THE EXERCISE: Show each line of the data that contains the word "shirt".

** Start INPUT MATERIAL **

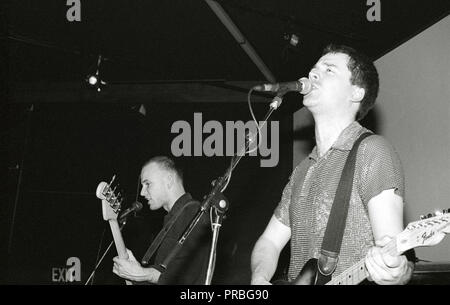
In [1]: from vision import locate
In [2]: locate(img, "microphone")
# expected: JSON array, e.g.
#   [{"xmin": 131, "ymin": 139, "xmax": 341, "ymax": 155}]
[
  {"xmin": 119, "ymin": 201, "xmax": 142, "ymax": 221},
  {"xmin": 253, "ymin": 77, "xmax": 311, "ymax": 94}
]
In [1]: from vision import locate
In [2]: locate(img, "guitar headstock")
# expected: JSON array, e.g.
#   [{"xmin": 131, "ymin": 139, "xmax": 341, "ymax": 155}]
[
  {"xmin": 96, "ymin": 175, "xmax": 123, "ymax": 220},
  {"xmin": 397, "ymin": 209, "xmax": 450, "ymax": 253}
]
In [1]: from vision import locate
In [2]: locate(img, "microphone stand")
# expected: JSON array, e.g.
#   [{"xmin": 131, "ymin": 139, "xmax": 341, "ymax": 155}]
[
  {"xmin": 154, "ymin": 91, "xmax": 287, "ymax": 285},
  {"xmin": 205, "ymin": 194, "xmax": 229, "ymax": 285}
]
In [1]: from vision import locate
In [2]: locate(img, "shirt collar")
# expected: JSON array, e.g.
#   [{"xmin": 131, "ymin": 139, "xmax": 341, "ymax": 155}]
[{"xmin": 308, "ymin": 121, "xmax": 363, "ymax": 161}]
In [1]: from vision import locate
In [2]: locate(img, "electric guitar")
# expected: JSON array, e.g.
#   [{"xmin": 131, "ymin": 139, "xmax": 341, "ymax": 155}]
[
  {"xmin": 274, "ymin": 209, "xmax": 450, "ymax": 285},
  {"xmin": 96, "ymin": 175, "xmax": 132, "ymax": 285}
]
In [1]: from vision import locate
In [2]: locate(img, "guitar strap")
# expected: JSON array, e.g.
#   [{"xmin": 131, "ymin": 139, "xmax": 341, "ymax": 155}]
[
  {"xmin": 317, "ymin": 132, "xmax": 372, "ymax": 284},
  {"xmin": 142, "ymin": 200, "xmax": 199, "ymax": 264}
]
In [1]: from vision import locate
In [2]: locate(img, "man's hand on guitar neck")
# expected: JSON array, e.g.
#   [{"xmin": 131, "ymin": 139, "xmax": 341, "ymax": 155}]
[
  {"xmin": 365, "ymin": 236, "xmax": 413, "ymax": 285},
  {"xmin": 113, "ymin": 249, "xmax": 161, "ymax": 284}
]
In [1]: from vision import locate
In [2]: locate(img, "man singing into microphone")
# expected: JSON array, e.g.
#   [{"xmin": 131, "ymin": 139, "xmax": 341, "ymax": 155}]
[
  {"xmin": 251, "ymin": 45, "xmax": 414, "ymax": 284},
  {"xmin": 113, "ymin": 156, "xmax": 211, "ymax": 285}
]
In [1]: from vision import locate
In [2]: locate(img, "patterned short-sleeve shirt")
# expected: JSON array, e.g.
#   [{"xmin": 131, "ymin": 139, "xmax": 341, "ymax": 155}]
[{"xmin": 274, "ymin": 122, "xmax": 404, "ymax": 280}]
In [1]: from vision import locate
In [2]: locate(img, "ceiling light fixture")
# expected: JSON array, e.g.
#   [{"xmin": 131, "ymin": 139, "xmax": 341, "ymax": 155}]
[{"xmin": 86, "ymin": 54, "xmax": 106, "ymax": 92}]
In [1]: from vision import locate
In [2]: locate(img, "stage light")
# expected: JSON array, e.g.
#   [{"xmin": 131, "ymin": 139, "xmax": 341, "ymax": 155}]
[{"xmin": 86, "ymin": 55, "xmax": 106, "ymax": 92}]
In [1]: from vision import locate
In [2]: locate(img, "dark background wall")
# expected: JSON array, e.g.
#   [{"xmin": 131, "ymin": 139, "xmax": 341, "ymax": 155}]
[{"xmin": 2, "ymin": 102, "xmax": 292, "ymax": 284}]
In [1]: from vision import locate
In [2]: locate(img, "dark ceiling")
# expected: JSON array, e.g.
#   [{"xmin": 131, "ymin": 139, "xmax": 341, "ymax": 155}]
[{"xmin": 6, "ymin": 0, "xmax": 450, "ymax": 83}]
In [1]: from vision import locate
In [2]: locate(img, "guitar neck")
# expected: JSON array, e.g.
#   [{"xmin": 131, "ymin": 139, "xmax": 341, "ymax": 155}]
[
  {"xmin": 109, "ymin": 219, "xmax": 128, "ymax": 259},
  {"xmin": 109, "ymin": 219, "xmax": 132, "ymax": 285}
]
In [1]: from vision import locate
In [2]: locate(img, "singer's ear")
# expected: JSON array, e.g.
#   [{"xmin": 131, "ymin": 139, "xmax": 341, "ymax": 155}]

** End INPUT MATERIAL **

TASK OUTPUT:
In [2]: locate(img, "shirt collar")
In [2]: locate(img, "patterned short-sleeve shirt")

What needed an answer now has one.